Karena itu, pesan Presiden harus disampaikan berulang-ulang, termasuk di rumah-rumah ibadah. Tak perlu modal besar, karena yang dibutuhkan adalah pemahaman akan konteks, audiens, disertai gaya dan keterampilan komunikasi, seperti yang dilakonkan dengan baik oleh Menko Polhukam.
Di tengah kegiatannya yang padat siang itu, di kalangan pers Gedung Grahadi beredar berita yang berasal dari Pamekasan, daerah kelahiran sang menteri. Sebuah media online mewartakan beberapa warga Madura berinisiatif memperbaiki jalan menuju makam ayahanda Mahfud, di Desa Plakpak, Kabupaten Pamekasan. Rupanya, jadwal pak Menko untuk esok harinya bocor dan langsung direspons oleh penduduk di kampung halamannya.
Mahfud, menurut warga desa itu memang tidak pernah menghubungi pejabat di Madura bila hendak pulang kampung, kecuali bila kedatangannya memang untuk bertemu dengan Bupati atau pejabat setempat. Itu sebabnya, wargalah yang beramai-ramai membenahi jalan rusak menuju makam ayahandanya, bukan dinas pekerjaan umum setempat.
Yang ini bukan hanya soal gaya komunikasi, tapi juga pemahaman yang utuh tentang etika pejabat publik. Kehadiran Mahfud yang sunyi untuk sungkem ke ibunda dan ziarah ke makam ayahanda, seakan ingin mengirim pesan bahwa sang menteri tak ada bedanya dengan warga biasa, memiliki hak dan perlakuan yang sama dengan penduduk Pamekasan lainnya.
Ketulusan dan kesederhanaan Mahfud sedikit banyak terbaca dari respons publik pada akun instagramnya @mohmahfudmd, yang menunjukkan foto sang Menteri sedang mencium tangan ibundanya pada kunjungan yang tanpa seremoni itu.
Pemahaman yang utuh akan konteks, audiens, dan urgensi pesan, juga ditunjukkan Mahfud saat berbicara di depan para kepala daerah dan pelaksana serta pengawas Pilkada Serentak. Seperti sudah berbagi peran dengan Menteri Tito Karnavian, partnernya dalam sejumlah kunjungan kerja, Mahfud berbicara pada tataran substansi dan makna filosofis Pemilihan Kepala Daerah.
Walau judul pertemuan itu adalah koordinasi dan persiapan, Mahfud sadar betul bahwa Mendagri Tito akan dengan baik dan tuntas menjelaskan segala hal tentang persiapan dan pelaksanaan sehingga ia mengambil peran berbeda.
Saat tampil memberi arahan, publik seakan mendapatkan kuliah tiga semester tentang esensi dan bentuk Pemilu dari waktu ke waktu, serta pentingnya kepala daerah mengemban dengan baik amanah yang diberikan rakyat padanya. Pesan sederhananya, di balik perhatian yang besar atas berbagai perkara teknis seperti jumlah petugas dan TPS yang bertambah, alat pelindung diri yang harus disediakan, anggaran yang membengkak, “Tugas kepala daerah dan pelaksana Pilkada Serentak adalah menghasilkan Pemilu berkualitas, Pemilu yang bebas korupsi, dan Pemilu yang aman dari covid” ujar guru besar hukum tata negara itu menutup pidatonya.

### Data yang Diberikan:
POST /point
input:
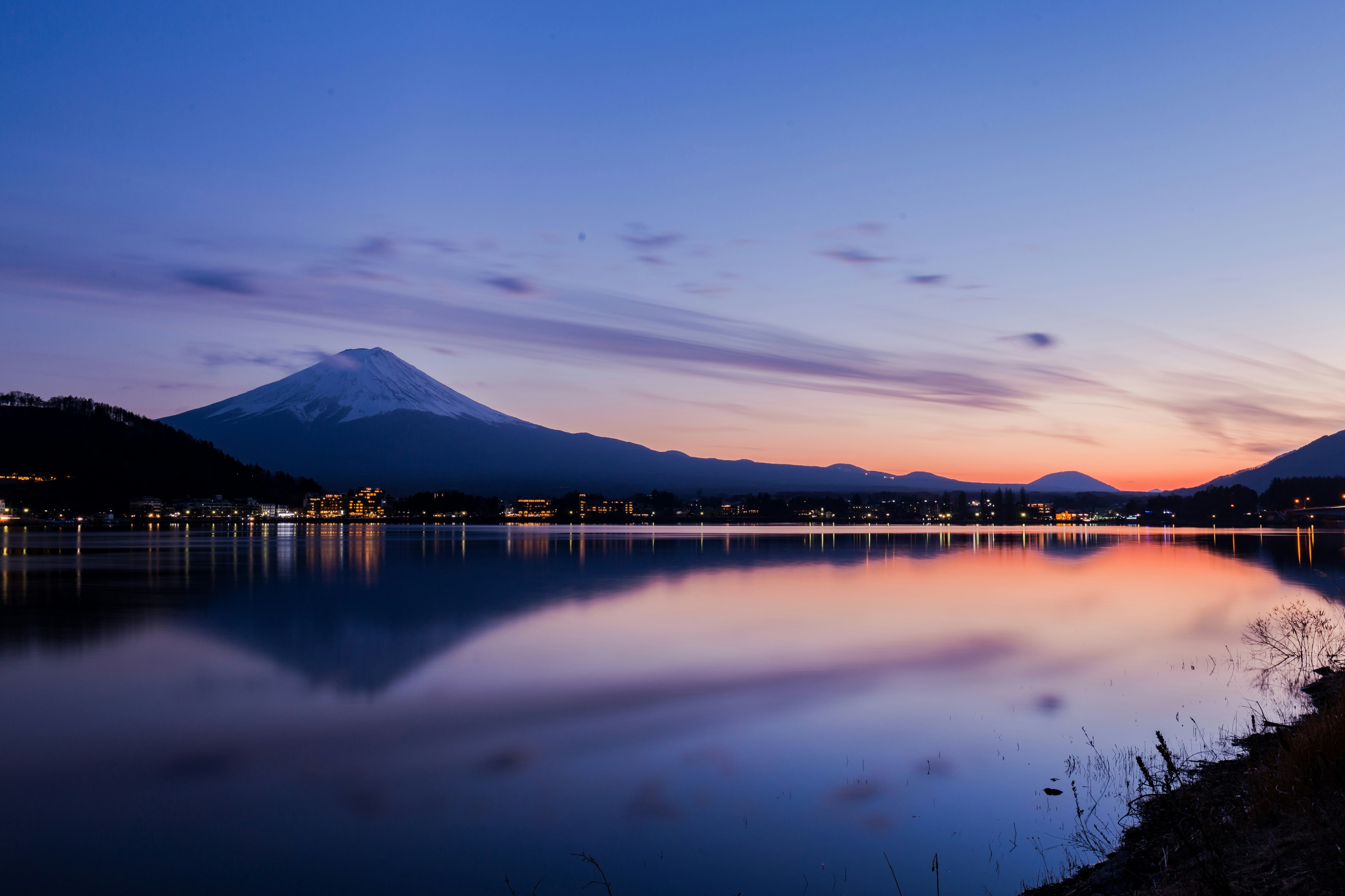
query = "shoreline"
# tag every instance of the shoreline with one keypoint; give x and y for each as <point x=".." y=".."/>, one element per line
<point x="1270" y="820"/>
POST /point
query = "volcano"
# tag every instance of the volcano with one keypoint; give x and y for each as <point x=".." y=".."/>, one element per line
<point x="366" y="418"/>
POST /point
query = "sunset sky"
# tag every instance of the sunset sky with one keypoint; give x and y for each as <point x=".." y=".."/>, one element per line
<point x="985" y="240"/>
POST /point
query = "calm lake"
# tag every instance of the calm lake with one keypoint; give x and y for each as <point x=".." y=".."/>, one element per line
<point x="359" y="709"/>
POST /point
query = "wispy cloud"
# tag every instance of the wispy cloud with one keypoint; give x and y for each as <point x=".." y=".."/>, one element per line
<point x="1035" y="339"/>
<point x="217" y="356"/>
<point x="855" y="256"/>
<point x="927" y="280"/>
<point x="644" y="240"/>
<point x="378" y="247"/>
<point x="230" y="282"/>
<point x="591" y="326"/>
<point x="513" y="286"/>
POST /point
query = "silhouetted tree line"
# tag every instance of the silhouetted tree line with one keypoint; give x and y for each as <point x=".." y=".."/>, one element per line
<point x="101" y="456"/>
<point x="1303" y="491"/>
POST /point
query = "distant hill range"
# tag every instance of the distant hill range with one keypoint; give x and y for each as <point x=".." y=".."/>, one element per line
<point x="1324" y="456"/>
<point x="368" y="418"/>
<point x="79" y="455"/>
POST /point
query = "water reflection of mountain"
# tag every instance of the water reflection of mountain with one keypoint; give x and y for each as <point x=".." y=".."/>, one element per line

### Instruksi Tugas:
Tuliskan ulang tanpa perubahan bagian bacaan tentang Mahfud yang dimulai pada kata "Karena itu, pesan" dan berakhir pada kata "di kampung halamannya.". Gunakan bacaan itu saja sebagai sumber.

### Jawaban Latihan:
Karena itu, pesan Presiden harus disampaikan berulang-ulang, termasuk di rumah-rumah ibadah. Tak perlu modal besar, karena yang dibutuhkan adalah pemahaman akan konteks, audiens, disertai gaya dan keterampilan komunikasi, seperti yang dilakonkan dengan baik oleh Menko Polhukam.
Di tengah kegiatannya yang padat siang itu, di kalangan pers Gedung Grahadi beredar berita yang berasal dari Pamekasan, daerah kelahiran sang menteri. Sebuah media online mewartakan beberapa warga Madura berinisiatif memperbaiki jalan menuju makam ayahanda Mahfud, di Desa Plakpak, Kabupaten Pamekasan. Rupanya, jadwal pak Menko untuk esok harinya bocor dan langsung direspons oleh penduduk di kampung halamannya.